(Location identification items)
---
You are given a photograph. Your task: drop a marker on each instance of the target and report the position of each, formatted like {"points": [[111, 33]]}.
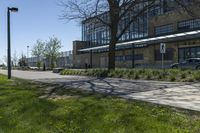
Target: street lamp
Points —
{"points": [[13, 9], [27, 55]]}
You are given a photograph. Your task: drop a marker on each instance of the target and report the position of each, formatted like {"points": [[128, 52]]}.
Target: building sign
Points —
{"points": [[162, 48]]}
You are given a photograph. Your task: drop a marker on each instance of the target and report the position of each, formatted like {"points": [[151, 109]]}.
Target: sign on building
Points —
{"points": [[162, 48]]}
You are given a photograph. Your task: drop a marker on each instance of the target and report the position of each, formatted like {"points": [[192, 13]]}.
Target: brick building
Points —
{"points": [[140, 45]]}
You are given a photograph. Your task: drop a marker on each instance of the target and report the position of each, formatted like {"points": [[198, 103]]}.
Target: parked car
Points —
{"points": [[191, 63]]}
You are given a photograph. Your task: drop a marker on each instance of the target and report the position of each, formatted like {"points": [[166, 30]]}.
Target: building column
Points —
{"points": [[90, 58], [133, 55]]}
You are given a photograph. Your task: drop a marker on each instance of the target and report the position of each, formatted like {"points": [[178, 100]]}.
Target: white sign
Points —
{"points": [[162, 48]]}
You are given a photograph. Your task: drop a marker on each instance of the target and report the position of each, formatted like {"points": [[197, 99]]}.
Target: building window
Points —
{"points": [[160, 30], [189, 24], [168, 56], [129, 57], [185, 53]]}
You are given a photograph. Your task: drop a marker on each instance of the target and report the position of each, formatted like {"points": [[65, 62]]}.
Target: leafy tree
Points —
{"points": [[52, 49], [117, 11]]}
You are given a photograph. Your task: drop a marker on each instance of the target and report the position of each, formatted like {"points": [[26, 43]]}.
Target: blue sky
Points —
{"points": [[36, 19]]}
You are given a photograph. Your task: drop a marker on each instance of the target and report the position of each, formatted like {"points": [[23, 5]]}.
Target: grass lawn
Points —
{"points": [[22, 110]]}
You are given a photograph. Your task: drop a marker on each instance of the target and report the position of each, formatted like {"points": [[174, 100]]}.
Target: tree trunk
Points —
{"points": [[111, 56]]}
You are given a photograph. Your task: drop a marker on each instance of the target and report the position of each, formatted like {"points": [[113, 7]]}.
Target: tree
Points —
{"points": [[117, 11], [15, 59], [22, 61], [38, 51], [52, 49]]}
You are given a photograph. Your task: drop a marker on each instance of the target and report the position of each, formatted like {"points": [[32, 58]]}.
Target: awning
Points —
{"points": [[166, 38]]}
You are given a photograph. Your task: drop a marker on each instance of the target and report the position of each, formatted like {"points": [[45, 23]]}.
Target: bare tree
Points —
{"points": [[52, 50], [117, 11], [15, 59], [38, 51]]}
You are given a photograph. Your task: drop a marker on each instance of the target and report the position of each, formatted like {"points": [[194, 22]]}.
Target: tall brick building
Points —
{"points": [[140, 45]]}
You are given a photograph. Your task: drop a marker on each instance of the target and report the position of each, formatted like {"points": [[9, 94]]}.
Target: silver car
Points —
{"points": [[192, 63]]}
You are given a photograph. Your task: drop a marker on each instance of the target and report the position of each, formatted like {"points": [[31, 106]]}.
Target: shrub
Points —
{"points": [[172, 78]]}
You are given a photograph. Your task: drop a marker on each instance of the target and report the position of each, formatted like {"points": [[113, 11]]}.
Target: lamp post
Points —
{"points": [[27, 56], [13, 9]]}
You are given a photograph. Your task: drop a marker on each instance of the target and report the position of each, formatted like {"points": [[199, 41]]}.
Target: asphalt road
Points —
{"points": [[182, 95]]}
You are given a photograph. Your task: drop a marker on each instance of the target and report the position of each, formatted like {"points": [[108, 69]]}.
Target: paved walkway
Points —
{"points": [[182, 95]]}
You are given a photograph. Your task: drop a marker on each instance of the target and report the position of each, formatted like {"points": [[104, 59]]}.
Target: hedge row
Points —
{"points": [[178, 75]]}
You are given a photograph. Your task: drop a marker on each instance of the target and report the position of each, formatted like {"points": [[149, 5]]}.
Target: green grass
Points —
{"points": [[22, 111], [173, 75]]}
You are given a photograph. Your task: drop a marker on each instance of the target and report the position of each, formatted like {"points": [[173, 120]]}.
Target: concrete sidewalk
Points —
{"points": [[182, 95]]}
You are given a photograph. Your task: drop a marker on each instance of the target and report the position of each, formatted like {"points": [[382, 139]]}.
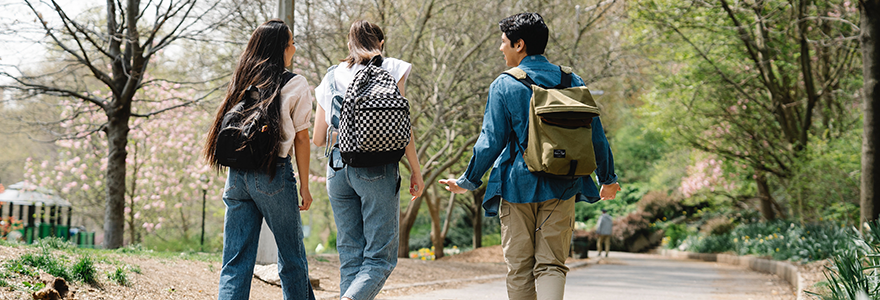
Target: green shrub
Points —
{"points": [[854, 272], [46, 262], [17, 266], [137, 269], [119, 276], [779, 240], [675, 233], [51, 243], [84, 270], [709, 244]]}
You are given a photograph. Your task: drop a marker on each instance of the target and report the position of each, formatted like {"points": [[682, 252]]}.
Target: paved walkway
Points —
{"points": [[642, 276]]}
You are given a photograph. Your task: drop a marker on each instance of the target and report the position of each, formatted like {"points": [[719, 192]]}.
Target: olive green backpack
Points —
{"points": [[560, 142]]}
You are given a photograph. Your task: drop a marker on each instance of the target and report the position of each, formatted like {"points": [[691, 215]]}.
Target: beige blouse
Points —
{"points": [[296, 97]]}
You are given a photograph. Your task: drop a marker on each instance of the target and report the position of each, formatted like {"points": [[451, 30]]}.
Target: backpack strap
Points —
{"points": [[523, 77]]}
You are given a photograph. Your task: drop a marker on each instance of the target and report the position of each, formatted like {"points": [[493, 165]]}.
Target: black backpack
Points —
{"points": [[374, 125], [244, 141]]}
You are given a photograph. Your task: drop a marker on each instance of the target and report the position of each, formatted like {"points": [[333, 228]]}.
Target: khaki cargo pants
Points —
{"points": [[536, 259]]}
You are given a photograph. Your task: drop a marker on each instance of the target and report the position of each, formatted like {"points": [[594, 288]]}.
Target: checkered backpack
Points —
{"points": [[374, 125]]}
---
*Your objective*. Repeat the entries exactly. Pictures are excluded from the copy.

*Correct output*.
You are given a photograph. Your task: drop a marker on each instance of the target and report the position of each, formatted like {"points": [[111, 33]]}.
Target: street lamp
Points —
{"points": [[13, 9], [27, 55]]}
You are given a photograph. Your task: drop a marker on each instance of the target and report the position of each, formatted like {"points": [[128, 52]]}.
Target: building sign
Points —
{"points": [[162, 48]]}
You are given a photograph. Your task: drop a marker on each instance of the target and report the position of each, formatted like {"points": [[151, 109]]}.
Target: sign on building
Points —
{"points": [[162, 48]]}
You are given a photograph. Your task: drop a marker on each instance of the target and report the position of each, formatted like {"points": [[192, 13]]}.
Target: brick building
Points —
{"points": [[140, 45]]}
You are given a photograph. Your task: drop a marker on each instance of the target and report the position of each, formatted like {"points": [[198, 103]]}.
Target: parked car
Points —
{"points": [[191, 63]]}
You are given a photograph. Your task: drop a marker on each instance of the target and report the position of each, formatted like {"points": [[166, 30]]}.
Target: building column
Points —
{"points": [[90, 58], [133, 55]]}
You are given a photograph. Your task: drop a marker on each instance of the target and report the position of each, formatted like {"points": [[178, 100]]}.
Target: white sign
Points —
{"points": [[162, 48]]}
You are given a photograph. Your task: drop a marker on each instance of the target and report the position of each, formatted like {"points": [[197, 99]]}.
Target: building window
Points —
{"points": [[160, 30], [189, 24], [168, 56], [129, 57], [185, 53]]}
You are given a photograph. Your task: drop a marker on each instance of the target and report the position of each, formatted like {"points": [[65, 62]]}.
Target: leafy tree
Points —
{"points": [[52, 49], [117, 11]]}
You are given a photograph. Your task: drop a marker on each instance of the target and report the position of each, formatted like {"points": [[26, 43]]}.
Target: blue sky
Points —
{"points": [[36, 19]]}
You are given a photograph. Your task: drop a marker on each instance of the target and report the position of each, formatted like {"points": [[23, 5]]}.
Target: grass lawn
Points —
{"points": [[22, 110]]}
You are given a photograph. Your task: drop a marker on each instance of the target and report the position of each, formatted like {"points": [[174, 100]]}.
Target: tree trunk
Points —
{"points": [[111, 56]]}
You are given a photograph. Your task: drop a marker on each instance of the target and report the position of each, formatted like {"points": [[113, 7]]}.
Target: tree
Points —
{"points": [[117, 11], [15, 59], [22, 61], [38, 51], [52, 49]]}
You are given a photograph. Your task: drop a marker on each instance of the target and report the position of each, formatted like {"points": [[32, 58]]}.
Target: awning
Points —
{"points": [[166, 38]]}
You are given a photograph. Your task: drop a marker on each instance of the target and report the position of each, formatted like {"points": [[45, 23]]}.
Target: bare tree
Points —
{"points": [[52, 50], [117, 11], [15, 59], [38, 51]]}
You are given a photograph. Your task: drop a marker on each instance of the target and report the position of each, formatted like {"points": [[194, 22]]}.
Target: tall brick building
Points —
{"points": [[140, 45]]}
You are given a photograph. Your task: drop a marker on each instance of the target and report the position of each, formatted like {"points": [[9, 94]]}.
Target: silver car
Points —
{"points": [[192, 63]]}
You are given a photograph. Your task: drop a marker on each instance of the target and report the position of each, formatted like {"points": [[31, 106]]}.
Target: shrub
Points —
{"points": [[172, 78]]}
You are given a photograph. Your task: drop a marker on each instance of the target and report the position of each, formatted like {"points": [[113, 11]]}.
Target: lamp post
Points —
{"points": [[27, 56], [13, 9]]}
You are given a photograph. Your task: drop a marker on each instance of the target and report the position of each, formatted like {"points": [[199, 41]]}.
Target: asphalt road
Points —
{"points": [[182, 95]]}
You are given a photograph. Your task: drop a marker on each instance of the target and report the position of each, formatted like {"points": [[108, 69]]}.
Target: paved walkway
Points —
{"points": [[182, 95]]}
You are given a photograph. Your task: drop a marker on each instance of the target and report the position of each, formatted like {"points": [[104, 59]]}.
Target: hedge row
Points —
{"points": [[178, 75]]}
You are given a photograph. Your task: drop a marker on each instance of the target and report the position of each, formatted like {"points": [[149, 5]]}.
Target: green grass
Points —
{"points": [[22, 111], [173, 75]]}
You are given a photograph. Your task: drop a marker on each instance of the target and report the position of each, formatted like {"points": [[173, 120]]}.
Target: concrete sidewalk
Points —
{"points": [[182, 95]]}
You are given a photograph. Your task: drop a marker on each instance of the target and report the position of each, formatted like {"points": [[382, 139]]}.
Target: green shrub
Points —
{"points": [[854, 272], [46, 262], [17, 266], [137, 269], [119, 276], [779, 240], [675, 233], [51, 243], [84, 270], [709, 244]]}
You are given a photograph. Your task: drop a marker on each instance of the target and report the position of each, formatted like {"points": [[682, 252]]}.
Target: paved walkway
Points —
{"points": [[642, 276]]}
You are given a photograph. Your task: drop a marker on each instance of the target and report the position of each, formatted like {"points": [[719, 192]]}.
Target: olive green backpack
Points —
{"points": [[560, 142]]}
You are given a photograph. Your task: drop a marker on each instance of the target and report the position of each, formatted like {"points": [[691, 215]]}.
Target: beige blouse
Points —
{"points": [[296, 97]]}
You are given a photograph. Your task: drop a marker on each instance of the target and report the position of each, formatted like {"points": [[451, 30]]}.
Target: backpack strap
Points —
{"points": [[523, 77]]}
You are given a photograph. Your task: drop a marker on each instance of the target and report the position of each, formatted like {"points": [[493, 165]]}.
Target: black backpack
Points —
{"points": [[374, 125], [244, 141]]}
You are given a photograph. Your task: drop a marker on each instance of the target and report the position of each, formatted like {"points": [[333, 228]]}.
Target: khaki cargo pants
Points —
{"points": [[536, 259]]}
You are given a photograph. Your task: drop a marker on each instance of the target and report the position of each, formatted like {"points": [[594, 288]]}.
Target: checkered backpack
Points —
{"points": [[374, 125]]}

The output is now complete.